## Task goal
Locate each line below that contains the word "negative" and copy those lines.

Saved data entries
■ ■ ■ ■
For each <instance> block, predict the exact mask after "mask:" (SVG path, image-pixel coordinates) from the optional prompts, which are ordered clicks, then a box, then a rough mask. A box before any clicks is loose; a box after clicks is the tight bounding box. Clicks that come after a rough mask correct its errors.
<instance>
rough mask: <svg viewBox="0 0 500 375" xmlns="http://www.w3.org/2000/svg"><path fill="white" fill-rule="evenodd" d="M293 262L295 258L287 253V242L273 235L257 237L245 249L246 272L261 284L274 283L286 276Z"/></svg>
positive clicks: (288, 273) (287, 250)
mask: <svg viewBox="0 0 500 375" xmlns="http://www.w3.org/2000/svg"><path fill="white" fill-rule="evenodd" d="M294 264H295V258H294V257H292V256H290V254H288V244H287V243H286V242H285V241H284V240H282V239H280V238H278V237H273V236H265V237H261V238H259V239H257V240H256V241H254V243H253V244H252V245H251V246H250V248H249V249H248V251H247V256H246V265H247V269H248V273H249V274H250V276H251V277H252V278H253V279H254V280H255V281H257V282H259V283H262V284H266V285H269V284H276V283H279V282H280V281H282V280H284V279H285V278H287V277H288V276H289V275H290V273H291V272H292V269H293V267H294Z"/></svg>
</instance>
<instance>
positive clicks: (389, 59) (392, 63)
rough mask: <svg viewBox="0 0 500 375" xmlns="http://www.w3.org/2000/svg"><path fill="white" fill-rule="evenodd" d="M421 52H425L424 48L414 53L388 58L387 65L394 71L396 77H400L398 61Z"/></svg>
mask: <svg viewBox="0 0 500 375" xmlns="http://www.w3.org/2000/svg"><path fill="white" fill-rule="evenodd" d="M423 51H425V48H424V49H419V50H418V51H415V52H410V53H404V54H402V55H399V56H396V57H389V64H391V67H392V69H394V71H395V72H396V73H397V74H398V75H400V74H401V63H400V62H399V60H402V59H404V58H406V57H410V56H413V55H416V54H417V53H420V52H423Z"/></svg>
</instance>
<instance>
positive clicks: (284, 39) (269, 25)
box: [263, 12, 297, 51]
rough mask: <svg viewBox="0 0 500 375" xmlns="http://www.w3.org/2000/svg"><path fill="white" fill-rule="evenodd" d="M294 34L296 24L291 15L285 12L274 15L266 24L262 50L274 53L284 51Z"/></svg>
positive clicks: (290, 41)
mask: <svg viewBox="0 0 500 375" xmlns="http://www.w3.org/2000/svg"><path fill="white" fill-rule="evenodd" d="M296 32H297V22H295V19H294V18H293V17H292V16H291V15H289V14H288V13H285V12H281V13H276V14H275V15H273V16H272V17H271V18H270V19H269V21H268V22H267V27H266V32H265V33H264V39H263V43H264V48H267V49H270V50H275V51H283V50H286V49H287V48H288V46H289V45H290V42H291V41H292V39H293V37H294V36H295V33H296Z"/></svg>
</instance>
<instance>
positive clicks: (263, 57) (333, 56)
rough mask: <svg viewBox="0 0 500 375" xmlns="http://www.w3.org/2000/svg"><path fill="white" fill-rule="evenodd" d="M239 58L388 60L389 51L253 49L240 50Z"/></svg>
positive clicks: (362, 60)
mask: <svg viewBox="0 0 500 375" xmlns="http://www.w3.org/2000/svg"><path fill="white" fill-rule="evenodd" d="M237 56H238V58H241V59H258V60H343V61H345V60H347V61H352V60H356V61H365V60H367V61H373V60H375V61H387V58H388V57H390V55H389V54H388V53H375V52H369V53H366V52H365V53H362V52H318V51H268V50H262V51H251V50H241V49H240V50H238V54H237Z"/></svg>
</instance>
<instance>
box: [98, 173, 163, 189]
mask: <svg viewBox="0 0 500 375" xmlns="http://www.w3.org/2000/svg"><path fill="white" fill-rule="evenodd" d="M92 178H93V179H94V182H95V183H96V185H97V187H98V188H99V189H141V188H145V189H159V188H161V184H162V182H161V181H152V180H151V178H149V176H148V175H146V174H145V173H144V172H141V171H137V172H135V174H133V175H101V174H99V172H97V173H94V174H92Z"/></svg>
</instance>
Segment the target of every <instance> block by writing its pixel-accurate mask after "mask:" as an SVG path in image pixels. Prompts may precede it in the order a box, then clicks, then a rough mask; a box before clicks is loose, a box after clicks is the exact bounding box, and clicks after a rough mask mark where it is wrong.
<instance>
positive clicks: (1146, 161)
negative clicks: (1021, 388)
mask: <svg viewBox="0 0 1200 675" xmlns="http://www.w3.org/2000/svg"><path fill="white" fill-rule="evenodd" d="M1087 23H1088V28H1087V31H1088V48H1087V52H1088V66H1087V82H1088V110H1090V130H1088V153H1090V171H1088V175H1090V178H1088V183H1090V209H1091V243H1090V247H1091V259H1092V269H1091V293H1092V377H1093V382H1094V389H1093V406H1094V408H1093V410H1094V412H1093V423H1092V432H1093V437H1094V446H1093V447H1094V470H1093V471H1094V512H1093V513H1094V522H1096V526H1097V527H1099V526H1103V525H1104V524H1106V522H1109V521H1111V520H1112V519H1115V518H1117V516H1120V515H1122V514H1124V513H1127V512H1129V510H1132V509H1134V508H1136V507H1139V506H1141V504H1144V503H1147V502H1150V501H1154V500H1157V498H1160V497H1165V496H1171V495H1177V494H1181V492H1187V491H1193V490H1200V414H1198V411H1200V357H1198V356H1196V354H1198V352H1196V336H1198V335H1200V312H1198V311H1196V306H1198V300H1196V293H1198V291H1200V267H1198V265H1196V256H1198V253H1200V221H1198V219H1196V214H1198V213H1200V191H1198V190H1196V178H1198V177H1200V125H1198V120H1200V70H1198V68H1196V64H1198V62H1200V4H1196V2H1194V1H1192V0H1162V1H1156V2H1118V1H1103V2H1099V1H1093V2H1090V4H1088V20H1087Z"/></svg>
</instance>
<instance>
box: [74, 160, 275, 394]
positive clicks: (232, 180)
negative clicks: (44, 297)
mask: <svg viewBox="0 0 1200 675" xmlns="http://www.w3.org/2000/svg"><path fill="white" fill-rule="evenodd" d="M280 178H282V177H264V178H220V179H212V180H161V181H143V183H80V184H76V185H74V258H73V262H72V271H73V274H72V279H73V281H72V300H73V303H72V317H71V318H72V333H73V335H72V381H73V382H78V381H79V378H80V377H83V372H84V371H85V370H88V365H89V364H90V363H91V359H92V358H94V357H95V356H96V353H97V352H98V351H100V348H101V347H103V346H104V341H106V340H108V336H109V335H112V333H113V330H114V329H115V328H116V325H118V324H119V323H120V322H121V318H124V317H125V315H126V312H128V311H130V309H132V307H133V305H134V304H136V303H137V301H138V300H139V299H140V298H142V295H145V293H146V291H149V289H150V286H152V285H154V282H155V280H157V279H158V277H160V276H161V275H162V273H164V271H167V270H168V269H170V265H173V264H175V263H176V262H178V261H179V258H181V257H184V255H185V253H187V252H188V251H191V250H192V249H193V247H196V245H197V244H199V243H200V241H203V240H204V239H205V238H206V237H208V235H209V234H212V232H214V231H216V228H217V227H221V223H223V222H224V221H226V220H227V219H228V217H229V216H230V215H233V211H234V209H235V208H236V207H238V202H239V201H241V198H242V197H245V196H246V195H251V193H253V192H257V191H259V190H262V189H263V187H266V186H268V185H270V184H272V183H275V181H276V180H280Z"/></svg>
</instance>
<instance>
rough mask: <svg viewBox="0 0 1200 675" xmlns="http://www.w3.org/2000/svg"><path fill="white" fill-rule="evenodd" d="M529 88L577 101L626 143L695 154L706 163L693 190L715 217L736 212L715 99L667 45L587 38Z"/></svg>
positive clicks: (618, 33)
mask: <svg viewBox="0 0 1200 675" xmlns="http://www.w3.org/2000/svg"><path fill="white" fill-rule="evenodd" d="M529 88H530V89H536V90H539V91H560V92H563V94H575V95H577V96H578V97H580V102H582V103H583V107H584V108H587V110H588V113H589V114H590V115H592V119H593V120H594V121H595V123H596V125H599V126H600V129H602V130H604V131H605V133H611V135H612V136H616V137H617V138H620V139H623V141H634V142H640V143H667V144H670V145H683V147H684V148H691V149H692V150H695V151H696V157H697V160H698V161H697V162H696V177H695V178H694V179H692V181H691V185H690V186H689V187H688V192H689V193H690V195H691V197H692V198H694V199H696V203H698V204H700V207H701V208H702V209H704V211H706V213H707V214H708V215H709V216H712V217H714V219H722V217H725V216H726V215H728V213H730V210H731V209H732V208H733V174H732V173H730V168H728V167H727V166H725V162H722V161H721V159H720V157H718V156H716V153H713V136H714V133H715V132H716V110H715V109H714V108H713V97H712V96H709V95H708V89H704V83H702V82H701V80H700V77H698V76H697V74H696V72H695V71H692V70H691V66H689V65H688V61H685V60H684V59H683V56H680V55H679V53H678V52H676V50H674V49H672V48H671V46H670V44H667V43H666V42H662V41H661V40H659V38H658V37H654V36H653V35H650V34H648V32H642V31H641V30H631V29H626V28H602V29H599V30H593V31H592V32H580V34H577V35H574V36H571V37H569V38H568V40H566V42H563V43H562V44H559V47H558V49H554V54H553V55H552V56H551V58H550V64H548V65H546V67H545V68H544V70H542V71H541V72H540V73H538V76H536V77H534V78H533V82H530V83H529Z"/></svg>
■ ■ ■ ■
## Solution to this task
negative clicks: (1021, 388)
negative clicks: (44, 297)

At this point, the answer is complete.